[DIRECTIONS] Could you repeat the lines below exactly, leaving the pictures out of your answer?

──────────────────────────────

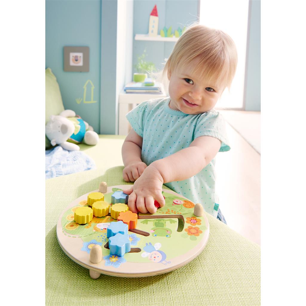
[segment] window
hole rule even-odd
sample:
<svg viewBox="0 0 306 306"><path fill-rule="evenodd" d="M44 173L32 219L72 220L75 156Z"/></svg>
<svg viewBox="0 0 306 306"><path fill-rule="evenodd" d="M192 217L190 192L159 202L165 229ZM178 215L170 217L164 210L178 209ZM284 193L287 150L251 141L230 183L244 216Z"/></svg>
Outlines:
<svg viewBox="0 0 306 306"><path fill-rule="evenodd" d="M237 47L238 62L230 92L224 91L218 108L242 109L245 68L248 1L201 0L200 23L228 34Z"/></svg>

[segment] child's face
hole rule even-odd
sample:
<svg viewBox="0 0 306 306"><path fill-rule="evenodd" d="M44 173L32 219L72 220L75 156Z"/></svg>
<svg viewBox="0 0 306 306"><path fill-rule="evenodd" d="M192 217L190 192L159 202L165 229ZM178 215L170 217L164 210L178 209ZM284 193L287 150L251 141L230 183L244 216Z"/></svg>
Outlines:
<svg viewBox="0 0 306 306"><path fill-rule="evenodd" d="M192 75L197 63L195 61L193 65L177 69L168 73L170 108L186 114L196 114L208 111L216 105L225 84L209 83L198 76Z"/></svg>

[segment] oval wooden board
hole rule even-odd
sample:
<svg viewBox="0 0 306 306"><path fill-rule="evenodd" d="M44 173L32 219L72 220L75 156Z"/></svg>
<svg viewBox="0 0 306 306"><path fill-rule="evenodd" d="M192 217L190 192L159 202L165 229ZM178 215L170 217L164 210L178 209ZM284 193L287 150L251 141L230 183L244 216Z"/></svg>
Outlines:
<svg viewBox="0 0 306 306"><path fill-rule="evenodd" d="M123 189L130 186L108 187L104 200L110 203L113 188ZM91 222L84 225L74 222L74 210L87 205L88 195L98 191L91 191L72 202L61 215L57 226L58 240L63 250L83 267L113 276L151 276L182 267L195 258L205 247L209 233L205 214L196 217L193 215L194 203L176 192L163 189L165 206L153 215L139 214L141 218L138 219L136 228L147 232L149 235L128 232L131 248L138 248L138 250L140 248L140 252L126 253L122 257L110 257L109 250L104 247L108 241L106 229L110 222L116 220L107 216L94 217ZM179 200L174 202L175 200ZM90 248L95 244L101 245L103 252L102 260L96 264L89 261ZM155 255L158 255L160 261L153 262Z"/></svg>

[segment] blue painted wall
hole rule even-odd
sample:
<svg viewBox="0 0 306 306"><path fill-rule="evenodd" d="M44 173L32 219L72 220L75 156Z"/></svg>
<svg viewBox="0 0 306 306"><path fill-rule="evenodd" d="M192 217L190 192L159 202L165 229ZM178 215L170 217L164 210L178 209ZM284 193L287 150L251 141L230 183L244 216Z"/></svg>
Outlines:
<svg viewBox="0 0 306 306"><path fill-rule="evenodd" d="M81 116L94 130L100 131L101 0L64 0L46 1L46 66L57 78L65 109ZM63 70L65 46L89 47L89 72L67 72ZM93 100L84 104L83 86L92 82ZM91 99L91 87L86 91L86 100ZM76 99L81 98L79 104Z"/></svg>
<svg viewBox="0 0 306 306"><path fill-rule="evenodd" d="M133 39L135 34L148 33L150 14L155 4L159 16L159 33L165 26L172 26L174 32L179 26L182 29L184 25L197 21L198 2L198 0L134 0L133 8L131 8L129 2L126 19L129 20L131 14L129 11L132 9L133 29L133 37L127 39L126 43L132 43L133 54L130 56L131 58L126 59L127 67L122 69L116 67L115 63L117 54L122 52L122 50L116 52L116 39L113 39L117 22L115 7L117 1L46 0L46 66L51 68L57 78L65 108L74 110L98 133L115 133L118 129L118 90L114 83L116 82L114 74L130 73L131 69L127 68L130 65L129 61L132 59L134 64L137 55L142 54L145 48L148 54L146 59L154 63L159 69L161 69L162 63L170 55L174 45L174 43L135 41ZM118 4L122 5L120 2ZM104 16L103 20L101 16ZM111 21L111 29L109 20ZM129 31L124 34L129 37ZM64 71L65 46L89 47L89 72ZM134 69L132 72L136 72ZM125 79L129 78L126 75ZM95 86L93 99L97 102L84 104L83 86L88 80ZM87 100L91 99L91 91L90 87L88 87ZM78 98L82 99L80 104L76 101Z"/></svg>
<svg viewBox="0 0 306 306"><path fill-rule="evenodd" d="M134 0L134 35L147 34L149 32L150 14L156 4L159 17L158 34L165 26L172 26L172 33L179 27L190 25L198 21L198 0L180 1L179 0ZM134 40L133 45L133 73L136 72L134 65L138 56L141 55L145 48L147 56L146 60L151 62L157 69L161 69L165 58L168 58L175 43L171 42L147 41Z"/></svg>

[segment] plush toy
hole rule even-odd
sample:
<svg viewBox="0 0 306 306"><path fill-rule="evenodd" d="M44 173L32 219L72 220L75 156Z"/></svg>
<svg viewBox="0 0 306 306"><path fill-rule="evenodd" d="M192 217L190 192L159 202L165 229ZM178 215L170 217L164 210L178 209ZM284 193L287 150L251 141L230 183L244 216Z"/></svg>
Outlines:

──────────────────────────────

[TASK OUTPUT]
[segment] window
hole rule even-odd
sample:
<svg viewBox="0 0 306 306"><path fill-rule="evenodd" d="M44 173L32 219L72 220L75 156Z"/></svg>
<svg viewBox="0 0 306 306"><path fill-rule="evenodd" d="M192 217L190 192L159 202L165 229ZM178 215L170 217L164 210L178 209ZM284 193L287 150L251 141L230 183L244 216Z"/></svg>
Outlines:
<svg viewBox="0 0 306 306"><path fill-rule="evenodd" d="M237 47L238 62L230 92L224 91L218 108L242 109L245 68L248 1L201 0L200 23L228 34Z"/></svg>

[segment] child's face
hole rule even-odd
sample:
<svg viewBox="0 0 306 306"><path fill-rule="evenodd" d="M44 173L32 219L72 220L75 156Z"/></svg>
<svg viewBox="0 0 306 306"><path fill-rule="evenodd" d="M192 217L190 192L159 202L165 229ZM178 215L170 217L164 210L178 209ZM284 193L287 150L251 141L230 183L244 216Z"/></svg>
Outlines:
<svg viewBox="0 0 306 306"><path fill-rule="evenodd" d="M192 75L197 63L195 61L193 65L177 69L168 73L170 108L186 114L196 114L208 111L216 105L225 84L209 83L198 76Z"/></svg>

[segment] oval wooden board
hole rule even-odd
sample:
<svg viewBox="0 0 306 306"><path fill-rule="evenodd" d="M44 173L32 219L72 220L75 156Z"/></svg>
<svg viewBox="0 0 306 306"><path fill-rule="evenodd" d="M192 217L190 192L159 202L165 229ZM178 215L170 217L164 210L178 209ZM284 193L287 150L251 141L230 183L244 216Z"/></svg>
Outlines:
<svg viewBox="0 0 306 306"><path fill-rule="evenodd" d="M123 189L130 186L108 187L104 200L110 203L113 188ZM91 222L84 225L74 222L74 210L87 205L88 195L98 191L91 191L72 202L61 215L57 226L58 240L63 250L83 267L113 276L151 276L182 267L195 258L205 247L209 233L205 214L196 217L193 215L194 203L176 192L163 189L165 206L153 215L139 214L141 218L138 219L136 228L147 232L149 235L128 232L131 248L138 248L138 250L140 248L140 252L126 253L122 257L110 257L109 250L104 247L108 241L106 229L110 222L116 220L107 216L94 217ZM179 200L174 202L175 200ZM90 248L95 244L101 245L103 252L102 260L96 264L89 261ZM155 255L158 255L160 261L153 262Z"/></svg>

[segment] blue painted wall
hole rule even-odd
sample:
<svg viewBox="0 0 306 306"><path fill-rule="evenodd" d="M44 173L32 219L72 220L75 156Z"/></svg>
<svg viewBox="0 0 306 306"><path fill-rule="evenodd" d="M192 217L190 192L159 202L165 229ZM178 215L170 217L164 210L178 209ZM284 193L287 150L251 141L230 183L244 216Z"/></svg>
Outlines:
<svg viewBox="0 0 306 306"><path fill-rule="evenodd" d="M81 116L94 130L100 131L101 0L64 0L46 1L46 66L57 78L65 109ZM63 70L65 46L89 47L89 72L67 72ZM93 100L84 104L83 86L92 82ZM91 99L91 87L86 91L86 100ZM76 99L81 98L79 104Z"/></svg>
<svg viewBox="0 0 306 306"><path fill-rule="evenodd" d="M133 39L135 34L148 33L150 14L155 4L159 16L159 33L165 26L172 26L174 32L179 26L182 29L184 25L197 21L198 2L198 0L134 0L133 8L131 8L129 2L126 19L129 20L131 14L129 11L132 9L133 29L133 37L127 39L126 43L132 43L133 54L130 56L131 58L126 59L127 67L122 69L116 67L115 63L117 54L122 52L122 50L116 52L116 39L113 39L117 22L115 7L117 1L46 0L46 66L51 68L57 78L65 108L74 110L98 133L115 133L118 129L118 90L114 83L116 82L114 74L130 73L131 69L127 68L130 65L129 61L132 59L134 64L137 55L142 54L145 48L148 54L146 59L154 63L159 69L161 69L162 63L170 55L174 45L174 43L135 41ZM118 4L122 5L120 2ZM104 16L103 20L101 16ZM111 21L111 29L109 20ZM129 31L124 34L129 37ZM64 71L65 46L89 47L89 72ZM134 69L132 72L136 72ZM125 79L129 78L126 75ZM95 86L93 99L97 102L84 104L83 86L88 80ZM87 100L91 99L91 91L90 87L88 87ZM78 98L82 99L80 104L76 101Z"/></svg>
<svg viewBox="0 0 306 306"><path fill-rule="evenodd" d="M134 0L134 35L147 34L149 32L150 14L156 4L159 17L158 34L165 26L172 26L172 33L179 27L190 25L198 21L198 0L180 1L179 0ZM134 40L133 45L133 73L136 72L134 65L138 56L141 55L145 48L147 56L146 60L151 62L157 69L161 69L165 58L168 58L175 43L171 42L147 41Z"/></svg>

[segment] plush toy
hole rule even-odd
sample:
<svg viewBox="0 0 306 306"><path fill-rule="evenodd" d="M44 173L32 219L72 220L75 156Z"/></svg>
<svg viewBox="0 0 306 306"><path fill-rule="evenodd" d="M192 217L190 192L159 202L165 229ZM178 215L170 217L164 210L178 209ZM284 193L287 150L251 141L230 183L244 216Z"/></svg>
Outlines:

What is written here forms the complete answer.